| DIRECTIONS |
Copy the complete listing exactly as shown.
----------------------------------------
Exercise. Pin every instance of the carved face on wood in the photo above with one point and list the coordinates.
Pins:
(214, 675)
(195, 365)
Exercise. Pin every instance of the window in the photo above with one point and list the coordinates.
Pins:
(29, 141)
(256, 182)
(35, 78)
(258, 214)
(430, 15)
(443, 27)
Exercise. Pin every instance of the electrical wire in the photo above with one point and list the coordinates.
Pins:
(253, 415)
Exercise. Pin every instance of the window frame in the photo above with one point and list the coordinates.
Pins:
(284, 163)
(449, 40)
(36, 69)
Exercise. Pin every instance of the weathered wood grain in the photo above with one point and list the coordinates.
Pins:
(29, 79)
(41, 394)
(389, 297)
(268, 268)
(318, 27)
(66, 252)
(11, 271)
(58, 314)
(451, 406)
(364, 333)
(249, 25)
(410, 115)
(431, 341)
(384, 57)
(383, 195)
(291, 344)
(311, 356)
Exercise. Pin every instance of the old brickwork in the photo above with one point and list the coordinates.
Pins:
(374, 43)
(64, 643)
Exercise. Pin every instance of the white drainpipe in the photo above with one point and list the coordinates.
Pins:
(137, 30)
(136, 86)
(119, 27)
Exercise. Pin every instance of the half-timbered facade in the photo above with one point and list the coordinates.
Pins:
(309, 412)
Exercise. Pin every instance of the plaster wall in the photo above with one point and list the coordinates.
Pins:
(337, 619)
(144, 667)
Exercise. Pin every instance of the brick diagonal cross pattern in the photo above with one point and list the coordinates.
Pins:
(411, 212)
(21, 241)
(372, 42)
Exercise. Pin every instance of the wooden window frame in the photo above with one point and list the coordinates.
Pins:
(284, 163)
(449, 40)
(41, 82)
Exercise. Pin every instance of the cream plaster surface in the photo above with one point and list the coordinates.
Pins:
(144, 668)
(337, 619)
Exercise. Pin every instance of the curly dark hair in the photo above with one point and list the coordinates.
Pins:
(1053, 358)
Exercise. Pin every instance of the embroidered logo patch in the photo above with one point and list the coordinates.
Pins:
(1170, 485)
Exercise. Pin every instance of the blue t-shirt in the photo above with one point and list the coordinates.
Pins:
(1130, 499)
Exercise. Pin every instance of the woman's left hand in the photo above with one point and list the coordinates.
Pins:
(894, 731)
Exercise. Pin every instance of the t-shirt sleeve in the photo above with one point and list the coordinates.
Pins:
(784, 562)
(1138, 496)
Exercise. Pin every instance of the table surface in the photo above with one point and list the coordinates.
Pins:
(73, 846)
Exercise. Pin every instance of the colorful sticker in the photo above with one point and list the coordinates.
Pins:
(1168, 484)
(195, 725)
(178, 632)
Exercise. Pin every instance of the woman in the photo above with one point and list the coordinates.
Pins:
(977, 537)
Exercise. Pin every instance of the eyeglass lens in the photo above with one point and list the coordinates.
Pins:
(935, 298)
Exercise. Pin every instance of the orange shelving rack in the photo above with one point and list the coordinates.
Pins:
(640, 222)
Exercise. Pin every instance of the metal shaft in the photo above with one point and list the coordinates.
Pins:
----------------------------------------
| EXERCISE ANSWER |
Exercise. Pin every instance of the carved face on wood in the photo above with one point and list the coordinates.
Pins:
(214, 675)
(195, 365)
Exercise. Pin every instance of the window in the photo above with one point and list the coordinates.
Pins:
(29, 141)
(256, 182)
(35, 78)
(258, 214)
(430, 15)
(443, 27)
Exercise. Pin every instance of the electrical wire in the photo above with one point and list the coordinates.
Pins:
(253, 415)
Exercise. Pin every instance of the window frame in the photo above with one point and list the coordinates.
Pins:
(284, 163)
(449, 40)
(36, 69)
Exercise. Pin every instance of the weathered wood grain in the photo above with one point and list the coordinates.
Pins:
(29, 79)
(41, 394)
(389, 297)
(268, 268)
(318, 27)
(66, 252)
(11, 271)
(58, 314)
(451, 406)
(364, 333)
(249, 25)
(410, 115)
(431, 341)
(384, 57)
(383, 195)
(291, 344)
(311, 356)
Exercise. Pin every instance of the old brickwork in the photo above with one point and list the coordinates.
Pins:
(374, 43)
(64, 643)
Exercise. Pin every instance of the white drainpipe in the photo above with one point and list the coordinates.
Pins:
(137, 30)
(136, 86)
(119, 27)
Exercise. Pin every instance of the half-timbered facade in the photo above with one point and list the coordinates.
Pins:
(309, 412)
Exercise. Pin every instance of the plaster wall in the photo above with one point and list the coordinates.
Pins:
(337, 619)
(144, 667)
Exercise. Pin every instance of the brick diagonal cross pattern in the photo above with one point and list the coordinates.
Pins:
(411, 212)
(21, 241)
(372, 42)
Exercise. Pin every instance of the wooden window frame in the photo above with one point and list the coordinates.
Pins:
(284, 163)
(449, 40)
(41, 82)
Exercise. Pin every instance of the cream plaster surface in the photo above with one point and list the coordinates.
Pins:
(144, 668)
(337, 619)
Exercise. Pin every instance of the curly dark hair in the photo above with one point and list the coordinates.
Pins:
(1053, 358)
Exercise. Pin every instance of the embroidered logo patch in the photo above with one point and list the coordinates.
Pins:
(1170, 485)
Exercise. Pin every instance of the blue t-shirt in the photo above with one point and list the coordinates.
Pins:
(1130, 499)
Exercise. Pin every instance of the woman's left hand in the photo above with one point and list the coordinates.
Pins:
(894, 731)
Exercise. Pin every instance of the t-shirt sleeve in the photo above with one point and list the coordinates.
Pins:
(784, 562)
(1138, 496)
Exercise. Pin every instance of the table surface in the photo above with one point and list the coordinates.
Pins:
(73, 846)
Exercise. Pin every instance of the colorful sticker in the photo above with one point and list the coordinates.
Pins:
(1168, 484)
(195, 725)
(178, 632)
Exercise. Pin every instance of the woman in the photo above with one point and list the coordinates.
Pins:
(977, 537)
Exercise. Pin every instance of the eyeglass lens in the photo above with one point and list the coordinates.
Pins:
(935, 298)
Exercise. Pin every instance of the orange shelving rack in the photo above with one point and list the coordinates.
Pins:
(640, 222)
Exercise. Pin every instance of the metal shaft in the photo above with one point and list the coordinates.
Pins:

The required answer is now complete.